> Task directions: What is the number of lines in these entries that contain "grass"? State it alone.

Stored data

----------

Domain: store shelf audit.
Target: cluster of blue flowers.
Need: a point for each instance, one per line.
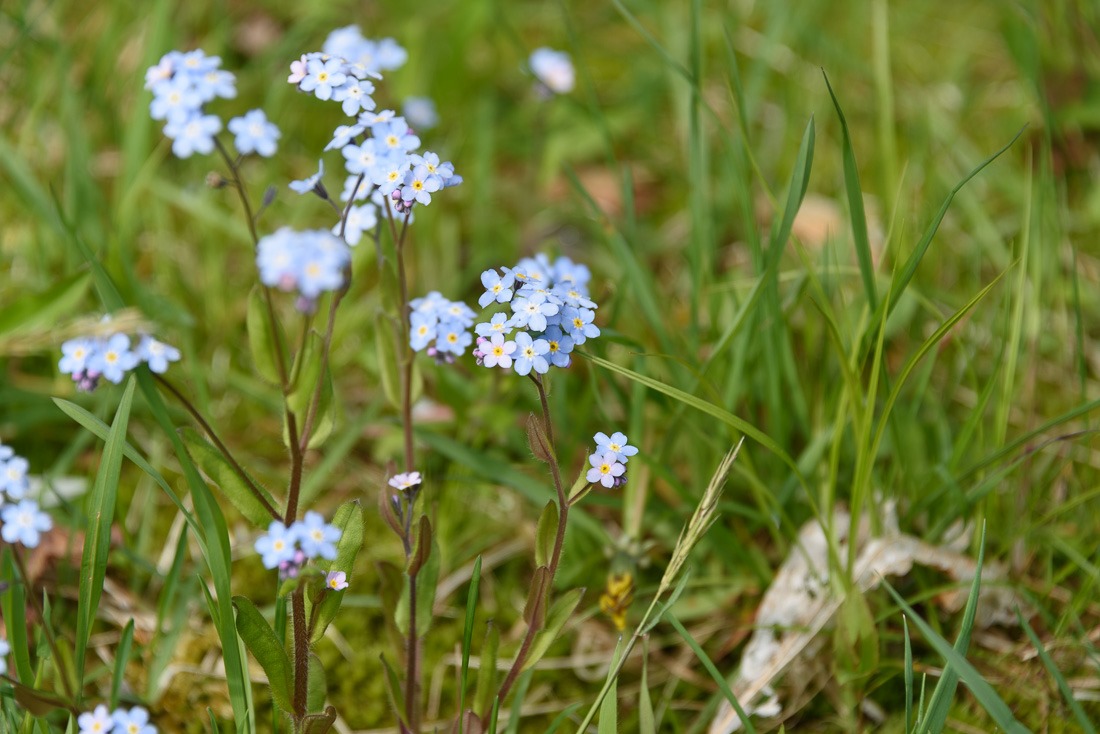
(440, 326)
(23, 521)
(101, 721)
(608, 462)
(380, 149)
(182, 84)
(288, 548)
(88, 359)
(550, 311)
(310, 262)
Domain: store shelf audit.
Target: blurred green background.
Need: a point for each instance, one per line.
(663, 172)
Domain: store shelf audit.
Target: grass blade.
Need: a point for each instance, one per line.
(97, 541)
(468, 636)
(855, 194)
(1058, 678)
(718, 678)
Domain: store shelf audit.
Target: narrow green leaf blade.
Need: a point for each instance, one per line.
(266, 647)
(97, 541)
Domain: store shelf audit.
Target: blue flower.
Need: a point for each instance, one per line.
(361, 159)
(560, 347)
(317, 537)
(113, 359)
(13, 477)
(499, 324)
(605, 469)
(194, 134)
(615, 444)
(421, 330)
(529, 354)
(344, 134)
(24, 523)
(134, 721)
(578, 322)
(553, 68)
(389, 173)
(310, 184)
(310, 262)
(395, 135)
(496, 287)
(419, 184)
(215, 83)
(156, 353)
(531, 313)
(322, 77)
(276, 546)
(254, 133)
(75, 355)
(496, 351)
(96, 723)
(452, 337)
(355, 96)
(175, 100)
(420, 112)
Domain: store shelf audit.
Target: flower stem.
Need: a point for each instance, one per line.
(554, 556)
(234, 464)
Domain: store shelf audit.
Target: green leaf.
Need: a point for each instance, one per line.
(121, 658)
(318, 685)
(36, 311)
(427, 578)
(485, 693)
(13, 606)
(855, 194)
(546, 534)
(608, 709)
(715, 675)
(261, 338)
(701, 405)
(537, 438)
(468, 635)
(266, 647)
(349, 518)
(255, 503)
(394, 692)
(319, 723)
(40, 703)
(1064, 688)
(647, 721)
(538, 596)
(97, 541)
(556, 619)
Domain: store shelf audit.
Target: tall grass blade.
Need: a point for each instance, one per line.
(97, 541)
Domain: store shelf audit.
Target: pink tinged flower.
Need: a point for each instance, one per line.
(497, 352)
(605, 469)
(406, 481)
(97, 722)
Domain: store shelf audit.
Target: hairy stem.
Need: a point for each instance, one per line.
(300, 654)
(559, 543)
(208, 429)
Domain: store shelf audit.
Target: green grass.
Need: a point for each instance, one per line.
(937, 349)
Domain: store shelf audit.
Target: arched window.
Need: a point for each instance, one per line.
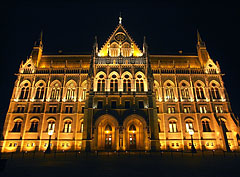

----------

> Written response: 3